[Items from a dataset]
────────

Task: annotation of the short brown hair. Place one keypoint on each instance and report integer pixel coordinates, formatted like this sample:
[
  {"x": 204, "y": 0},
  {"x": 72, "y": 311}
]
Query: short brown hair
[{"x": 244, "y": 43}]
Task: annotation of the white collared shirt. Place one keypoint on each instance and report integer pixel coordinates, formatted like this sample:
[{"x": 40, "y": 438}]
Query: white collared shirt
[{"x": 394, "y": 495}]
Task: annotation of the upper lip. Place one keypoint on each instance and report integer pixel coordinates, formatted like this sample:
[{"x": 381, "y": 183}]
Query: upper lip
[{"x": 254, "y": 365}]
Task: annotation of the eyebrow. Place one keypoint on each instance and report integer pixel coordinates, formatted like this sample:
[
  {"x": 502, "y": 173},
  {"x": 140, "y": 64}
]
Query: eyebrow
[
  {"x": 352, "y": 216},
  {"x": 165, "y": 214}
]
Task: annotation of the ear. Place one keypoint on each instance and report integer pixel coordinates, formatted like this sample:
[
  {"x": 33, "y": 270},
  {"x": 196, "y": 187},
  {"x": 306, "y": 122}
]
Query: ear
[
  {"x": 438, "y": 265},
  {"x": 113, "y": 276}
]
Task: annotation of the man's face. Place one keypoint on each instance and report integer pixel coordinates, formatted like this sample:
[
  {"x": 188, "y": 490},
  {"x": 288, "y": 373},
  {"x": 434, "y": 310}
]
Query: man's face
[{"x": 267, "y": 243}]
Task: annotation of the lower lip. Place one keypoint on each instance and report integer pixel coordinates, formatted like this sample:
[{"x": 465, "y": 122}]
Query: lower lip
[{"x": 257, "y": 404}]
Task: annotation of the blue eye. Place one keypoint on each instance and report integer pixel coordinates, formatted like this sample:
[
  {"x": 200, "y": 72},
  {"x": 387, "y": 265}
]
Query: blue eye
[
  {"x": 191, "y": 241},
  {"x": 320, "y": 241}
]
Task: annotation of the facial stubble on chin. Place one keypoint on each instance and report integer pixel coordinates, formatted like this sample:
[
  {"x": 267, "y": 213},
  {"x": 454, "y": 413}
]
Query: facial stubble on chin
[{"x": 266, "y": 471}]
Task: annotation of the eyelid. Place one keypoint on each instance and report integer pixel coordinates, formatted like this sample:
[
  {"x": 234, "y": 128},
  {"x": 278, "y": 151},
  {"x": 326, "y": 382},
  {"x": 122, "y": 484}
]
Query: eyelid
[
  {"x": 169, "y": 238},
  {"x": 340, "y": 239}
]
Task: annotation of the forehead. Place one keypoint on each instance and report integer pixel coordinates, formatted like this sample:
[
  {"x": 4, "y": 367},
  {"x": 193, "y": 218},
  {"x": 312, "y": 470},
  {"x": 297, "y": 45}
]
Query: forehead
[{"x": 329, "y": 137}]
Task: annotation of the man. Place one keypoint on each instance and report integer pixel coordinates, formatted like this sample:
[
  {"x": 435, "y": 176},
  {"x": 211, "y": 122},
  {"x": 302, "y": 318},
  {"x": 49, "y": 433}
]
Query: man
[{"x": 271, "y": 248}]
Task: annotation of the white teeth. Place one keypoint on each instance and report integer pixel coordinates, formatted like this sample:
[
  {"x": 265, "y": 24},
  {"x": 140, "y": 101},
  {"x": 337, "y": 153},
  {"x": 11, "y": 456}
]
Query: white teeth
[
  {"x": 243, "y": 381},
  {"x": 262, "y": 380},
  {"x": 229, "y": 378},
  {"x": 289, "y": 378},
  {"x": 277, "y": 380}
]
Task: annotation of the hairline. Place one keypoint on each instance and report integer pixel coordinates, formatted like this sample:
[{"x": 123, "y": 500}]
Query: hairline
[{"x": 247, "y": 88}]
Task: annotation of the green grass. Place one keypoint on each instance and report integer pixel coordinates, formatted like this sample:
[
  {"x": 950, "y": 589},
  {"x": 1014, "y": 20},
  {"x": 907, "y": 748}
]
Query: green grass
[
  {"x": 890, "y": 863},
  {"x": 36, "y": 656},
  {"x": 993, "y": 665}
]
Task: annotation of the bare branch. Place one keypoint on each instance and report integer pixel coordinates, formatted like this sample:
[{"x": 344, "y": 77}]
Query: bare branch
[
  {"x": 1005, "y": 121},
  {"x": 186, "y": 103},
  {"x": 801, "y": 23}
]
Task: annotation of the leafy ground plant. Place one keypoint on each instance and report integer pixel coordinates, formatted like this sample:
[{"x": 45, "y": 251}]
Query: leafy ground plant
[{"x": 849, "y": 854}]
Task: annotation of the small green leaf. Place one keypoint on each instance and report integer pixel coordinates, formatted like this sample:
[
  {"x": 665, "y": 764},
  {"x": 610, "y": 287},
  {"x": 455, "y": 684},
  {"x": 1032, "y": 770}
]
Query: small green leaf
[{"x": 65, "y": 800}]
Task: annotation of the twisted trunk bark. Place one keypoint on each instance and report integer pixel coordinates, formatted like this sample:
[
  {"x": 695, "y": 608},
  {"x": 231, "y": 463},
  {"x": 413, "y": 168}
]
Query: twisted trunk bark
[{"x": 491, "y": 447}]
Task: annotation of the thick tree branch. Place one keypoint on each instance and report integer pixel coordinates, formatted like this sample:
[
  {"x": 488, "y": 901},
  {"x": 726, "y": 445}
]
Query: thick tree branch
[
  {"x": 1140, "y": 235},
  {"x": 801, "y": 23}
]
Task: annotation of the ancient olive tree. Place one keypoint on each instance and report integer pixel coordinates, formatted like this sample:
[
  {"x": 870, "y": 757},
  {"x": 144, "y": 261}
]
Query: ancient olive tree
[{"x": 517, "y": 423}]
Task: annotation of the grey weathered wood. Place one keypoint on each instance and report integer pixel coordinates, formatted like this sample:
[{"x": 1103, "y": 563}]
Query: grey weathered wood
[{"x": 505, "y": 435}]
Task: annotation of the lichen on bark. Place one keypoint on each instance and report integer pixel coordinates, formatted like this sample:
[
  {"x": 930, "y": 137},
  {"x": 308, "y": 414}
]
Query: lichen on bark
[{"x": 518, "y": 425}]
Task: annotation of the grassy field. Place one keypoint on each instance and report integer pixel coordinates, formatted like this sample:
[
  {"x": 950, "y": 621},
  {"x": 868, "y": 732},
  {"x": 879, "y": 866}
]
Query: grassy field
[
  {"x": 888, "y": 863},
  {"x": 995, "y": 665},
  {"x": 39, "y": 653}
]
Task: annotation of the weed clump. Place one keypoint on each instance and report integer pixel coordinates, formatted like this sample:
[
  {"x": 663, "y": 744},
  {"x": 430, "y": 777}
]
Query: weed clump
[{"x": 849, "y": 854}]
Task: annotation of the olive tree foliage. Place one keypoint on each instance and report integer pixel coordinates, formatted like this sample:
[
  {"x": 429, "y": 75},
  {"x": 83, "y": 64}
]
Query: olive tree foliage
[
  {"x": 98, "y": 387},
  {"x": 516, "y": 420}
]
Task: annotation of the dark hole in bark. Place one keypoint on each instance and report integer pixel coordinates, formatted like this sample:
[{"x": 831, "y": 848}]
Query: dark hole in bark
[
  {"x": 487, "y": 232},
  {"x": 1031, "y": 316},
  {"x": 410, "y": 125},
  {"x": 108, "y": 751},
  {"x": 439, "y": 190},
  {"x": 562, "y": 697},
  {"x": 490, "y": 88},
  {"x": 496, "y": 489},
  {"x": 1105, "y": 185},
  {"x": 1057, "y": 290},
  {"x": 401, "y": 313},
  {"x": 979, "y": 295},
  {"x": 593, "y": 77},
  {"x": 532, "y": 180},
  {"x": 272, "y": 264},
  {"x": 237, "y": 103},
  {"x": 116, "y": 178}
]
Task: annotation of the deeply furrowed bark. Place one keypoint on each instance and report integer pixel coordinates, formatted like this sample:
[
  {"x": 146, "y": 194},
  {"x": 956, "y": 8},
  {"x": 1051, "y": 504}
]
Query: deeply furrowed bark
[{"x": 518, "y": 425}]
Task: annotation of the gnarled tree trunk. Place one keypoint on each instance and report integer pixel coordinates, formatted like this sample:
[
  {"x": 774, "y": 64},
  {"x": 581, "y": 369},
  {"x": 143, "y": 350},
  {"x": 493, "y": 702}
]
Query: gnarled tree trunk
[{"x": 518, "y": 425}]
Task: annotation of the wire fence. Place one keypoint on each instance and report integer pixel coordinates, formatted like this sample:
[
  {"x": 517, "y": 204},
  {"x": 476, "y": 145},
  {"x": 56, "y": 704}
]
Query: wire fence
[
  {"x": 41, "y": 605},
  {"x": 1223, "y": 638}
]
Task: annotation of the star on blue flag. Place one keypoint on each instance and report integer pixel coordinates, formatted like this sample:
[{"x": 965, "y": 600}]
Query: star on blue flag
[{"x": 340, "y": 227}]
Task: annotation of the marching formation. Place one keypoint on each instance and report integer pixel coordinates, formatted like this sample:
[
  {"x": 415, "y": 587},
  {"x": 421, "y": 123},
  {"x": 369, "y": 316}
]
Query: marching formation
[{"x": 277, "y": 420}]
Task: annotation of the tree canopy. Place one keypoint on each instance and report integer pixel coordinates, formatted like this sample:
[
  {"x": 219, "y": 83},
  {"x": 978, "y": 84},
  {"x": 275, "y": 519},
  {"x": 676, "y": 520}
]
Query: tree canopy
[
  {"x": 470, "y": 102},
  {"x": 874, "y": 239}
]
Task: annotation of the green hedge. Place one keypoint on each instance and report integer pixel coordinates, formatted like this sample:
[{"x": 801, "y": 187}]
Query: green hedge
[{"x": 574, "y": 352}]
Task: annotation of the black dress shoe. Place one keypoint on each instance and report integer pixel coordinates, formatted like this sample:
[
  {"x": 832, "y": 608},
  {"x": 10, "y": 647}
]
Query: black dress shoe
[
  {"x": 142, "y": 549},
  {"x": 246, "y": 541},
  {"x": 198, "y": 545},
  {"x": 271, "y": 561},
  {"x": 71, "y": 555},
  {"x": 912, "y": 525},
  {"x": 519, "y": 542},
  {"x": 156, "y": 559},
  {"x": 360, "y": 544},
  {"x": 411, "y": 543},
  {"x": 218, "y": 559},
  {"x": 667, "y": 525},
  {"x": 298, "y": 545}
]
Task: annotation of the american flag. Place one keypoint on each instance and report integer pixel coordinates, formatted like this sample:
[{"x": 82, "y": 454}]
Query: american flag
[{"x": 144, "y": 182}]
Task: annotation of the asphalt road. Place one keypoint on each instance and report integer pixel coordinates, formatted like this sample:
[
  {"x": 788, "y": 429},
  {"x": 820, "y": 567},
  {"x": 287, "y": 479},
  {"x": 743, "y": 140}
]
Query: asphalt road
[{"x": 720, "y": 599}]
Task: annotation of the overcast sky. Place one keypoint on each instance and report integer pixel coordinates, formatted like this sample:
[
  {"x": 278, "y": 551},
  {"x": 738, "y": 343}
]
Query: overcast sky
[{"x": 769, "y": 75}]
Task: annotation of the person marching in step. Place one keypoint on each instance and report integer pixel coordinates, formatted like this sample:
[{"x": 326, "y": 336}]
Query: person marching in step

────────

● WRITTEN TASK
Format the lines from the one containing "Task: annotation of the person" through the end of the records as a JSON list of strings, one string per line. Leave out blank lines.

● FINAL RESULT
[
  "Task: annotation of the person marching in step. Place one keypoint on each instance and report integer pixel coordinates, formatted like this sample:",
  "[{\"x\": 326, \"y\": 336}]",
  "Query: person marching in step"
]